### QUOTED PASSAGE
[Start of section]

Tuesday, March 17, 2020

Reflections on the coronavirus crisis pt 2: Be a light

 I added this to our family plan.
Years ago, I went to the 9/11 memorial center in NYC with my friend (who is still one of my most amazing and inspirational friends today) and I loved this t-shirt (see above) that I saw there, but didn't buy it. My friend, being the thoughtful, kind person she (was and still) is, secretly bought it for me and stuck it in my suitcase when we said goodbye after our trip. I've been thinking about it these days. 

Be a light.

God doesn't will sickness or the coronavirus or anything else bad that happens, be it a tsunami or a murder. Evil is a mysterious presence that we can not be sure in this world why God permits it to exist to some degree and sometimes it is frustrating and scary because evil usually seems bigger and louder than good. 

But it isn't. If you have ever read any sentence of the Bible, you know that good is small but it is ALWAYS more powerful than evil and we know the end of the story: good wins. Good is the salt (small) in the food (big), the yeast (small) in the bread (big), the light (small) on the hill (big). 

Evil is sometimes mysterious but one thing we know for sure: crises and adversity brings out the best or the worst in people. Adversity permits GROWTH in virtues like self-sacrifice, courage, etc.

[End of section]

### EXERCISES
- A) From the coronavirus reflection, extract the part that opens with the words containing "God doesn't will" and closes with "louder than good.".
- B) Extend the coronavirus reflection, continuing on from its final sentence.

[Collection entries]
[Start of section]

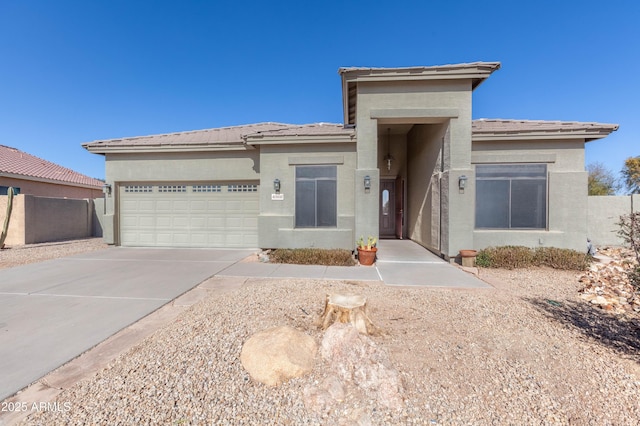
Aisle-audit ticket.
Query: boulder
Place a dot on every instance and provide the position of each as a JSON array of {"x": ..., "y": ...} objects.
[
  {"x": 275, "y": 355},
  {"x": 360, "y": 366}
]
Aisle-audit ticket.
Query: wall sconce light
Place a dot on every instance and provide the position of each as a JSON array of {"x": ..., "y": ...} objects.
[
  {"x": 388, "y": 158},
  {"x": 462, "y": 182}
]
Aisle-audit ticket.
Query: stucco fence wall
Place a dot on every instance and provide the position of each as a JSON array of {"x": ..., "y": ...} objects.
[
  {"x": 603, "y": 214},
  {"x": 44, "y": 219}
]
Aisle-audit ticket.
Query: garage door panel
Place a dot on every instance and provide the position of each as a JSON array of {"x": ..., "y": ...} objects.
[{"x": 188, "y": 216}]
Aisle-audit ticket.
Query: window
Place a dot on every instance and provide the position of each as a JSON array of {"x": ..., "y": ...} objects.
[
  {"x": 511, "y": 196},
  {"x": 242, "y": 188},
  {"x": 206, "y": 188},
  {"x": 316, "y": 198},
  {"x": 138, "y": 188},
  {"x": 172, "y": 188}
]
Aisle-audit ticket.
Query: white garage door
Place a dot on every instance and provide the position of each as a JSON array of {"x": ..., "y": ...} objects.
[{"x": 189, "y": 215}]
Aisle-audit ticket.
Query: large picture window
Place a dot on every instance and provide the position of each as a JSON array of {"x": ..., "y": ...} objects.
[
  {"x": 316, "y": 196},
  {"x": 511, "y": 196}
]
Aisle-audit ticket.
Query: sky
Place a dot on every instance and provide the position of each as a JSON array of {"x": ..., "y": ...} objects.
[{"x": 74, "y": 71}]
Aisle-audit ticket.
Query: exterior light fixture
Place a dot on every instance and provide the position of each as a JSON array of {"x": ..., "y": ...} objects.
[
  {"x": 462, "y": 182},
  {"x": 388, "y": 158}
]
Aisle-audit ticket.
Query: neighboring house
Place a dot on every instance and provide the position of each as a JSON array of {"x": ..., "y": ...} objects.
[
  {"x": 409, "y": 162},
  {"x": 35, "y": 176}
]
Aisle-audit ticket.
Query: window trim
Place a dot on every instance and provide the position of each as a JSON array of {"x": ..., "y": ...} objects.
[
  {"x": 510, "y": 195},
  {"x": 315, "y": 180}
]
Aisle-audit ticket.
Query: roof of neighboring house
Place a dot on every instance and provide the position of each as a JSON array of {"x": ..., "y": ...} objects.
[
  {"x": 18, "y": 164},
  {"x": 223, "y": 138},
  {"x": 492, "y": 129}
]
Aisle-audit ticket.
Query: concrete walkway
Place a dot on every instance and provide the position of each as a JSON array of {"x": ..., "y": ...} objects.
[
  {"x": 403, "y": 262},
  {"x": 51, "y": 312},
  {"x": 400, "y": 263}
]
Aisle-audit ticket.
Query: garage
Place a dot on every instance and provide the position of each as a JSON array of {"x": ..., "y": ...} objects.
[{"x": 209, "y": 214}]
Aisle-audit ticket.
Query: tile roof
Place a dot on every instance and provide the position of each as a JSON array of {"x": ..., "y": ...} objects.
[
  {"x": 315, "y": 129},
  {"x": 223, "y": 136},
  {"x": 501, "y": 127},
  {"x": 492, "y": 66},
  {"x": 16, "y": 162},
  {"x": 218, "y": 136}
]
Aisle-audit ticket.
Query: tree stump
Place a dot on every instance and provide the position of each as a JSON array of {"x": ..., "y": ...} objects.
[{"x": 347, "y": 309}]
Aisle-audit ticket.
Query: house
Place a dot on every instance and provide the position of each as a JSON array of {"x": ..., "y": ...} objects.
[
  {"x": 31, "y": 175},
  {"x": 408, "y": 162}
]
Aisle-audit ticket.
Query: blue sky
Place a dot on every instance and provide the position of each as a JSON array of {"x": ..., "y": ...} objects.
[{"x": 77, "y": 71}]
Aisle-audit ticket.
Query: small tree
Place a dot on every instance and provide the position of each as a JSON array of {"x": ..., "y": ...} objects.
[
  {"x": 631, "y": 174},
  {"x": 630, "y": 233},
  {"x": 601, "y": 180}
]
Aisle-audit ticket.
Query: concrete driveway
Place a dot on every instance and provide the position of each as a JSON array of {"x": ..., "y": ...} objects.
[{"x": 51, "y": 312}]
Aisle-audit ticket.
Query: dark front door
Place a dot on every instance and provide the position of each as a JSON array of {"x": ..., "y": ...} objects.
[{"x": 388, "y": 208}]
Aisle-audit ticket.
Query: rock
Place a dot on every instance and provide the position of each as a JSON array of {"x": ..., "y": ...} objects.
[
  {"x": 275, "y": 355},
  {"x": 356, "y": 359},
  {"x": 599, "y": 300}
]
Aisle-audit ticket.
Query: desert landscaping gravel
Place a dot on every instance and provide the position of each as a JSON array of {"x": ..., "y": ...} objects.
[{"x": 527, "y": 351}]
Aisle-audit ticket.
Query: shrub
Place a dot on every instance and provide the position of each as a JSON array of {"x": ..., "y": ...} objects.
[
  {"x": 313, "y": 256},
  {"x": 630, "y": 232},
  {"x": 512, "y": 257}
]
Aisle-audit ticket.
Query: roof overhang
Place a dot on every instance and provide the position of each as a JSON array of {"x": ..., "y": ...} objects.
[
  {"x": 477, "y": 72},
  {"x": 50, "y": 181},
  {"x": 503, "y": 130},
  {"x": 262, "y": 139},
  {"x": 136, "y": 149}
]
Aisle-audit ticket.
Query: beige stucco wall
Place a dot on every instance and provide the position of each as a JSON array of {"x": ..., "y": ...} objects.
[
  {"x": 424, "y": 166},
  {"x": 276, "y": 222},
  {"x": 603, "y": 215},
  {"x": 44, "y": 219},
  {"x": 566, "y": 197},
  {"x": 44, "y": 189},
  {"x": 15, "y": 234},
  {"x": 417, "y": 102}
]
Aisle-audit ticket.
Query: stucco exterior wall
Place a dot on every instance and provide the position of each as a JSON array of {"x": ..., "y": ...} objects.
[
  {"x": 423, "y": 184},
  {"x": 566, "y": 195},
  {"x": 15, "y": 234},
  {"x": 603, "y": 215},
  {"x": 44, "y": 189},
  {"x": 416, "y": 102},
  {"x": 44, "y": 219},
  {"x": 276, "y": 222},
  {"x": 218, "y": 166}
]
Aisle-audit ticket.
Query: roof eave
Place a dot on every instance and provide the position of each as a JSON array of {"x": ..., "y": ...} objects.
[
  {"x": 300, "y": 139},
  {"x": 510, "y": 136},
  {"x": 45, "y": 180},
  {"x": 128, "y": 149}
]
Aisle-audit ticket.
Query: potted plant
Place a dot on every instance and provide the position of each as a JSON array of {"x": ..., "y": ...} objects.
[
  {"x": 468, "y": 257},
  {"x": 367, "y": 251}
]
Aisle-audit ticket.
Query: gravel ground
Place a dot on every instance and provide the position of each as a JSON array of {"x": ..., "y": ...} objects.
[
  {"x": 21, "y": 255},
  {"x": 527, "y": 351}
]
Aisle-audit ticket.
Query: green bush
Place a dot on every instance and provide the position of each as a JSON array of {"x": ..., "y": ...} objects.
[
  {"x": 513, "y": 257},
  {"x": 313, "y": 256}
]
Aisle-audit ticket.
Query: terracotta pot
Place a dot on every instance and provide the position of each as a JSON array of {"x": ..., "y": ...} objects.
[
  {"x": 468, "y": 257},
  {"x": 367, "y": 257}
]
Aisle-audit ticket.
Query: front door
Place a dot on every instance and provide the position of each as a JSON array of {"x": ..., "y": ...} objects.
[{"x": 387, "y": 208}]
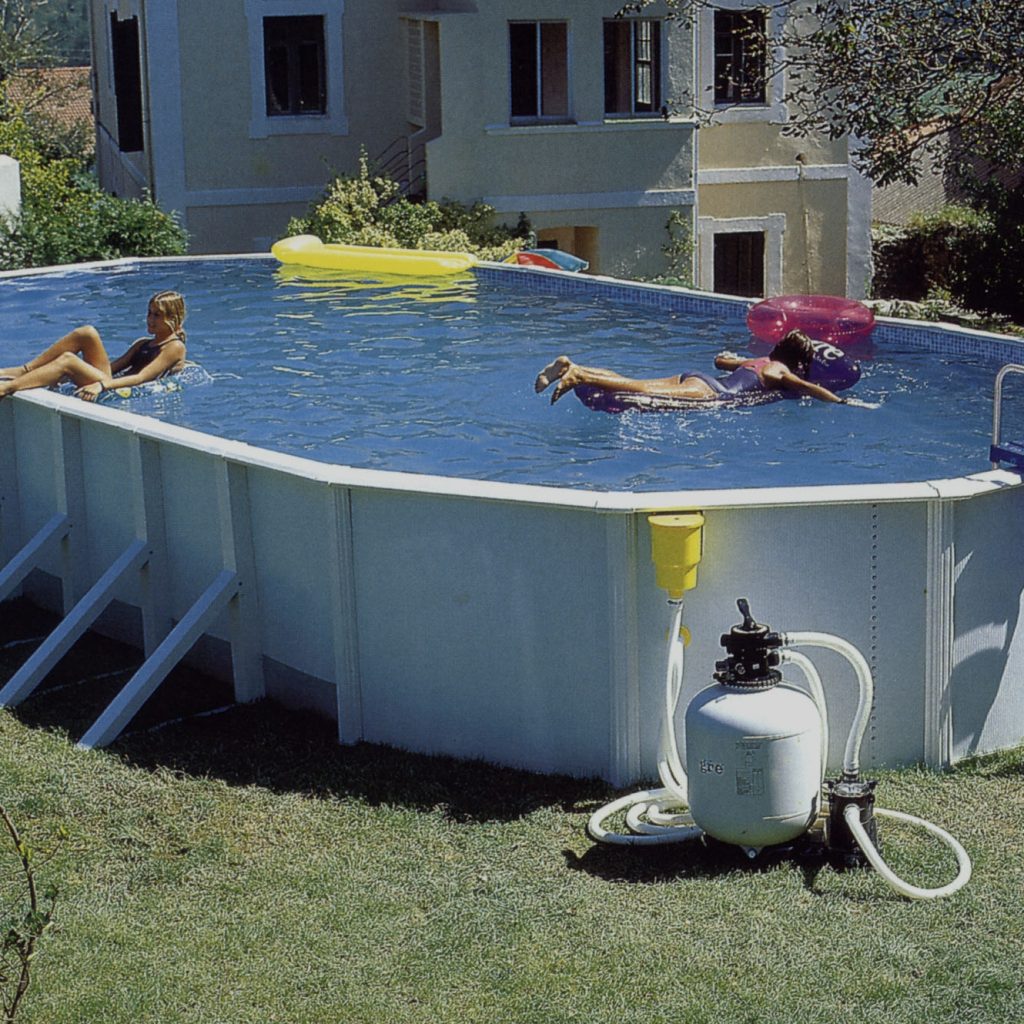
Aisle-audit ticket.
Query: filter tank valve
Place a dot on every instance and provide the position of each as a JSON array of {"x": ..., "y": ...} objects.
[{"x": 753, "y": 652}]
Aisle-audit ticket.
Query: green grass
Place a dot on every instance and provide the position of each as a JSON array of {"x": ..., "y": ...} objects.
[{"x": 243, "y": 867}]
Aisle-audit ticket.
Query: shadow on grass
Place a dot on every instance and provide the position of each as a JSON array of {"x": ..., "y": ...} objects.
[
  {"x": 698, "y": 858},
  {"x": 284, "y": 751},
  {"x": 261, "y": 743}
]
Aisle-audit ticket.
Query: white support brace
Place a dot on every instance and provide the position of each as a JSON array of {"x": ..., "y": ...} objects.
[
  {"x": 143, "y": 463},
  {"x": 70, "y": 489},
  {"x": 156, "y": 668},
  {"x": 51, "y": 536},
  {"x": 237, "y": 552},
  {"x": 343, "y": 624},
  {"x": 10, "y": 532},
  {"x": 25, "y": 681}
]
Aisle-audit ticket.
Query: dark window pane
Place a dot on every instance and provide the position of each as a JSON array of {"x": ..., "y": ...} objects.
[
  {"x": 616, "y": 68},
  {"x": 522, "y": 51},
  {"x": 294, "y": 65},
  {"x": 739, "y": 263},
  {"x": 632, "y": 67},
  {"x": 127, "y": 83},
  {"x": 554, "y": 70},
  {"x": 740, "y": 49}
]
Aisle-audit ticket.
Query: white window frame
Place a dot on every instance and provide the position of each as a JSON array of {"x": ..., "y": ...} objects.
[
  {"x": 663, "y": 65},
  {"x": 540, "y": 119},
  {"x": 334, "y": 121},
  {"x": 773, "y": 110},
  {"x": 773, "y": 226}
]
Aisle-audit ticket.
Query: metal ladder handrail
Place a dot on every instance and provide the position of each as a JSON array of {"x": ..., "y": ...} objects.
[{"x": 1010, "y": 368}]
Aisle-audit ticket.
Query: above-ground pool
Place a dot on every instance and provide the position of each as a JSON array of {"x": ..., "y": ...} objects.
[
  {"x": 435, "y": 376},
  {"x": 370, "y": 512}
]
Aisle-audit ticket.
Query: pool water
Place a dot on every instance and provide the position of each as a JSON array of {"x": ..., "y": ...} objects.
[{"x": 436, "y": 377}]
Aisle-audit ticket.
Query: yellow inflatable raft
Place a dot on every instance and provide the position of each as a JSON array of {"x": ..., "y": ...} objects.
[{"x": 307, "y": 250}]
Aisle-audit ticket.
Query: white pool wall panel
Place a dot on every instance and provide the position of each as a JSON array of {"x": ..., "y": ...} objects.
[{"x": 984, "y": 707}]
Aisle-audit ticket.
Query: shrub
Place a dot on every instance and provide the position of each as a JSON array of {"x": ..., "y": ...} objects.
[
  {"x": 370, "y": 210},
  {"x": 67, "y": 218},
  {"x": 934, "y": 253}
]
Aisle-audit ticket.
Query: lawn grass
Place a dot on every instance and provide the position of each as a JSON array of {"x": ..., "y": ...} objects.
[{"x": 244, "y": 867}]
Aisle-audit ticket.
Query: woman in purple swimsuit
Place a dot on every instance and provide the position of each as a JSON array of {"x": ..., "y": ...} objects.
[
  {"x": 785, "y": 368},
  {"x": 81, "y": 357}
]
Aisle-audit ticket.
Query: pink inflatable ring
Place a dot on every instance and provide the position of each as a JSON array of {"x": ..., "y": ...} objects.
[{"x": 822, "y": 317}]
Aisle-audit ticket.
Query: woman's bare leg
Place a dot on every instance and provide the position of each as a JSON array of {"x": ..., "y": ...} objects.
[
  {"x": 83, "y": 341},
  {"x": 568, "y": 376},
  {"x": 68, "y": 365}
]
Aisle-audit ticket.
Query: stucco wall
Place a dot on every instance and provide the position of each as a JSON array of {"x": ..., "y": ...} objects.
[{"x": 814, "y": 237}]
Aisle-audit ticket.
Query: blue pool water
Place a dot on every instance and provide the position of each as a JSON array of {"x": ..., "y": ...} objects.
[{"x": 436, "y": 377}]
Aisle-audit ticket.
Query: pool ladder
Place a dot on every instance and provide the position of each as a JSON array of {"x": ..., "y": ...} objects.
[{"x": 1000, "y": 451}]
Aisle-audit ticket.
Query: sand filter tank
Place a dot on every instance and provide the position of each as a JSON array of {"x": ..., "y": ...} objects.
[
  {"x": 753, "y": 748},
  {"x": 756, "y": 744}
]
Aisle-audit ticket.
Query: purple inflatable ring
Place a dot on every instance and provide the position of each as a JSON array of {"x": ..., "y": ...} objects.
[{"x": 822, "y": 317}]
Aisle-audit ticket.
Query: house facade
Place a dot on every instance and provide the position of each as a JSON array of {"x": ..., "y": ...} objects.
[{"x": 236, "y": 114}]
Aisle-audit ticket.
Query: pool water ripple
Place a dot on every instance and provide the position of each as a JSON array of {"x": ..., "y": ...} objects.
[{"x": 436, "y": 377}]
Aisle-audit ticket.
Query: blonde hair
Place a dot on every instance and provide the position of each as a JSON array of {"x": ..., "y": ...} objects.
[{"x": 171, "y": 308}]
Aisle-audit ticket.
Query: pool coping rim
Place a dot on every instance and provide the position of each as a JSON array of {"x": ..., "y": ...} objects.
[
  {"x": 454, "y": 486},
  {"x": 602, "y": 501}
]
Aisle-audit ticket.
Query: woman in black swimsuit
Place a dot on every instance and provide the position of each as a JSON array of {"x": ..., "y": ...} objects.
[{"x": 81, "y": 357}]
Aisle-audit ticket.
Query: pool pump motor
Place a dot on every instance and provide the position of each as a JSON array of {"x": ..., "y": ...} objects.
[{"x": 755, "y": 755}]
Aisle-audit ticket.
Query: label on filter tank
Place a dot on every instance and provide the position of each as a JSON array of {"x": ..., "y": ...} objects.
[{"x": 750, "y": 768}]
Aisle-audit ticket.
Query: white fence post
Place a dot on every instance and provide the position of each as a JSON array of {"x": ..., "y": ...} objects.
[{"x": 10, "y": 187}]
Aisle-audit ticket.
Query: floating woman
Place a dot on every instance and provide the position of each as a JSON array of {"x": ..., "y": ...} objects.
[
  {"x": 81, "y": 357},
  {"x": 784, "y": 369}
]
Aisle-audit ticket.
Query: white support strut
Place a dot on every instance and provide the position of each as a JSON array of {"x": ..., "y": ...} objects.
[
  {"x": 156, "y": 668},
  {"x": 25, "y": 681}
]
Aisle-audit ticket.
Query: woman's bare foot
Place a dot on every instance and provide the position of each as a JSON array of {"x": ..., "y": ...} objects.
[{"x": 552, "y": 372}]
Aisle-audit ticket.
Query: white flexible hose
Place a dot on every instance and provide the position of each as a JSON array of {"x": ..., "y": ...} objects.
[
  {"x": 656, "y": 816},
  {"x": 806, "y": 666},
  {"x": 851, "y": 757},
  {"x": 852, "y": 817}
]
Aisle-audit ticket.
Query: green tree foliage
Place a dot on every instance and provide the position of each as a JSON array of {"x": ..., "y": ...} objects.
[
  {"x": 66, "y": 25},
  {"x": 962, "y": 257},
  {"x": 904, "y": 77},
  {"x": 66, "y": 217},
  {"x": 368, "y": 209}
]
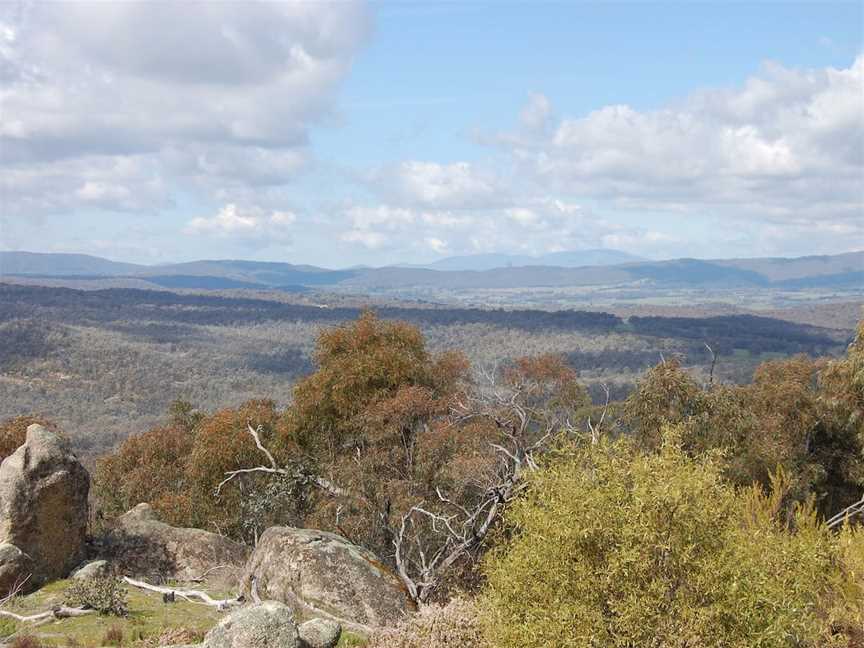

[End of section]

### ANSWERS TO THIS EXERCISE
- A)
God doesn't will sickness or the coronavirus or anything else bad that happens, be it a tsunami or a murder. Evil is a mysterious presence that we can not be sure in this world why God permits it to exist to some degree and sometimes it is frustrating and scary because evil usually seems bigger and louder than good.

- B)
Adversity has ALWAYS been present in every age and time throughout history. Why did we think we were untouchable? Why could every other human being in history be subject to hunger, poverty, war, plagues, natural disaster, terrorism, etc. but we are untouchable? Is it progressivism? Is it because we have "progressed" to a higher stage of life where scientism and materialism and hedonism have cured everything and will cure everything? 

Shocking front page headline: we are the same, finite (infinite souls of course), weak, insecure creatures in need of a Creator that the Romans at the end of the Roman Empire were, the persecuted Christians were (and are), the medievals suffering from the black plague were, Anne Frank and German Jews were, etc. 

And the tools for dealing with adversity are still the same: faith and family. 

Have courage. 
“The real things haven't changed. It is still best to be honest and truthful; to make the most of what we have; to be happy with simple pleasures; and have courage when things go wrong.” Laura Ingalls Wilder
Be a light. 
"In darkness we shine brightest."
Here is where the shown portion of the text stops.